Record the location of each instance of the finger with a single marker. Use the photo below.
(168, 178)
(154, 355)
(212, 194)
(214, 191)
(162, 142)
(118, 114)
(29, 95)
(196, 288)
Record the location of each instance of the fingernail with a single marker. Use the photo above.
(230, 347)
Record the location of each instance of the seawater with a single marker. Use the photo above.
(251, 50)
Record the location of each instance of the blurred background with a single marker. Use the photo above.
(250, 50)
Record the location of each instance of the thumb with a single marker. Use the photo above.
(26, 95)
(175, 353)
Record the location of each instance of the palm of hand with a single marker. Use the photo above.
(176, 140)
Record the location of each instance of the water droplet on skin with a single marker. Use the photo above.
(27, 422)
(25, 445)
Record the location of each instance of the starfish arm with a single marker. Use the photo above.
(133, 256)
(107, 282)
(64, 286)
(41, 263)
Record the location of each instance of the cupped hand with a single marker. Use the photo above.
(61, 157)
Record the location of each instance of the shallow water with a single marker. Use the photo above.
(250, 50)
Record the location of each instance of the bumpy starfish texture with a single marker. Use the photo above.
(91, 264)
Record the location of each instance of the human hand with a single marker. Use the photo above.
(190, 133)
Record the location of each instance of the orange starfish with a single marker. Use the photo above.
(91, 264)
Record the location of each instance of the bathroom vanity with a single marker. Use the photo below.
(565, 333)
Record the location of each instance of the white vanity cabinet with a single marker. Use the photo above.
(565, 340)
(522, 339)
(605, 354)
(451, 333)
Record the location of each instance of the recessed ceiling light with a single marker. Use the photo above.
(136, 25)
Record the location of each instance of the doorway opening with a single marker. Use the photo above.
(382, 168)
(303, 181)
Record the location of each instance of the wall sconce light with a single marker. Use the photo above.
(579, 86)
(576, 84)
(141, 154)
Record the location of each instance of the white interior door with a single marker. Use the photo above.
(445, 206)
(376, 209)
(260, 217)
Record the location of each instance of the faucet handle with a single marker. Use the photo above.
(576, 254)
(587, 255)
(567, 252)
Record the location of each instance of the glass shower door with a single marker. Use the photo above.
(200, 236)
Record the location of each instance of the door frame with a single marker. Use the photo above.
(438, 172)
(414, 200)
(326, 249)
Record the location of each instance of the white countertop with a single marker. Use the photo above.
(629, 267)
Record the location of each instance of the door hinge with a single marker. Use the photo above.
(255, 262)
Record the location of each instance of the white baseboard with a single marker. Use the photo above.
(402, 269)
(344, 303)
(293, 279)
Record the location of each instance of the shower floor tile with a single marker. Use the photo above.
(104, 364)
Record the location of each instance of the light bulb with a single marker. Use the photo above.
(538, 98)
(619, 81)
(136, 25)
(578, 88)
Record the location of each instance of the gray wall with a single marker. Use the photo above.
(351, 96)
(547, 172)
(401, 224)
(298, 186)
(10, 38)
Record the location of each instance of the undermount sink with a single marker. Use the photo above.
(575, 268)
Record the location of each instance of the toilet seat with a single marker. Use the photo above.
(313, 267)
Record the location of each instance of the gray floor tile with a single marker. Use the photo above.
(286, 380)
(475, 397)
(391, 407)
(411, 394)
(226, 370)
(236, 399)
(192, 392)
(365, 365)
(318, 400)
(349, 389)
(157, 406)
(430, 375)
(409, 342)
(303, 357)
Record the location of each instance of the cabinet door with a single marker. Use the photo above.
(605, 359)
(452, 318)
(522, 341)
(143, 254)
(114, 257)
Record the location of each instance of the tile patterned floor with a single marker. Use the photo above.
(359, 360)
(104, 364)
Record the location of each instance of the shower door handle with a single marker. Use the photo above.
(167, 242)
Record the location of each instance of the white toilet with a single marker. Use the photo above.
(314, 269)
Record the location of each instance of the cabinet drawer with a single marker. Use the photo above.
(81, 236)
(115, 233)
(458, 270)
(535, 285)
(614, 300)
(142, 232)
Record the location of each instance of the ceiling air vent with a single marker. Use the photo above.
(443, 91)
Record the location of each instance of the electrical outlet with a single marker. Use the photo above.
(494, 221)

§ Exercise aim
Everything above must be retyped. Keep each record exactly the same.

§ Your solution
Record the location of each instance of the finger with a single marker. Use the photo below.
(168, 178)
(154, 355)
(212, 194)
(214, 191)
(162, 142)
(118, 114)
(29, 95)
(196, 288)
Record the location of each instance of the fingernail with a single marker. Use the photo above.
(230, 347)
Record the location of each instance of the seawater with a single marker. Use the photo above.
(251, 50)
Record the location of each instance of the blurred background with a single marker. Use the photo above.
(250, 50)
Record the location of each instance of the thumb with a single marker. Use the photo above.
(26, 95)
(175, 353)
Record the location of each instance of the palm of hand with a single marker. Use the photo above.
(176, 140)
Record the location of each instance of the water droplet on skin with a single marker. Use the photo above.
(27, 422)
(25, 445)
Record the location of each instance of the starfish arm with a single marker. Use the photo above.
(133, 256)
(107, 282)
(64, 286)
(41, 263)
Record the location of each instance of the cupped hand with a single marker. Use the photo above.
(61, 157)
Record the location of each instance of the shallow water with a single marker. Use the photo above.
(250, 50)
Record the location of each instance of the bumpy starfish texture with a single marker. Use the photo above.
(91, 264)
Record the location of each instance of the human hand with a single marker. Use the photo above.
(190, 133)
Record the location of each instance of the orange starfish with a single marker. Use the photo above.
(91, 264)
Record the location of each instance of the bathroom vanity with a single marker. Use the photo below.
(565, 333)
Record the location of each instance of the white vanity cabinet with a single marker. Use the photo above.
(565, 340)
(522, 339)
(605, 354)
(451, 333)
Record the location of each instance of the recessed ceiling light with a single marker. Use the photo above.
(136, 25)
Record the location of each instance of the doorway opening with a single marker. Use the photo above.
(382, 168)
(303, 181)
Record the location of each instance of the wall sconce light with a single marker. Use the photo above.
(579, 86)
(576, 84)
(141, 154)
Record the location of each instance of the white interior door with a single marker. Use the photo above.
(445, 206)
(376, 209)
(260, 217)
Record the location of each instance of the faucet handle with a single marker. Use the photo above.
(576, 254)
(587, 255)
(567, 252)
Record the location of each instance of the glass shower door with a single marker. Use the photo above.
(200, 236)
Record the location of each instance of the door frame with a single marker. Use the photo above.
(438, 172)
(414, 200)
(326, 249)
Record the location of each instance of the white countertop with a single marker. Use the photo above.
(629, 267)
Record the location of each instance of the door hinge with a single marker. Use the photo above.
(255, 262)
Record the location of each instance of the white baseboard with a single marker. Use the photo above.
(402, 269)
(344, 303)
(293, 279)
Record the location of each instance of the shower floor tile with a single marker. Use the photo above.
(104, 364)
Record the location of each instance of the light bulb with a single marker. Use the photo above.
(538, 98)
(619, 81)
(136, 25)
(578, 88)
Record the location of each instance of the gray wall with a single marker. Use the photo above.
(351, 96)
(547, 172)
(401, 224)
(298, 186)
(10, 38)
Record the location of each instance of the undermount sink with a single marker. Use the photo above.
(575, 268)
Record the location of each instance of the toilet seat with a single marker. Use the photo above.
(313, 267)
Record the location of each instance of the gray floor tile with a single marker. Use the photo above.
(286, 380)
(475, 397)
(391, 407)
(411, 394)
(226, 370)
(236, 399)
(192, 392)
(365, 365)
(318, 400)
(349, 389)
(157, 406)
(430, 375)
(409, 342)
(303, 357)
Record the location of each instance of the cabinet door with a single marker. Use the photo above.
(605, 359)
(452, 318)
(522, 341)
(143, 254)
(114, 257)
Record the location of each instance of the tile patterned floor with a single marker. Use the photo above.
(359, 360)
(104, 364)
Record the location of each instance of the shower door handle with a single marker. Use the photo above.
(167, 242)
Record the location of each instance of the white toilet with a single marker. Use the photo above.
(314, 269)
Record the location of each instance of the cabinet drawer with a single marker. Use the photo above.
(81, 236)
(115, 233)
(458, 270)
(535, 285)
(614, 300)
(142, 232)
Record the location of each instance of the ceiling air vent with a single marker. Use the photo above.
(443, 91)
Record the location of each instance of the electrical outlet with a single marker. Use the photo above.
(494, 221)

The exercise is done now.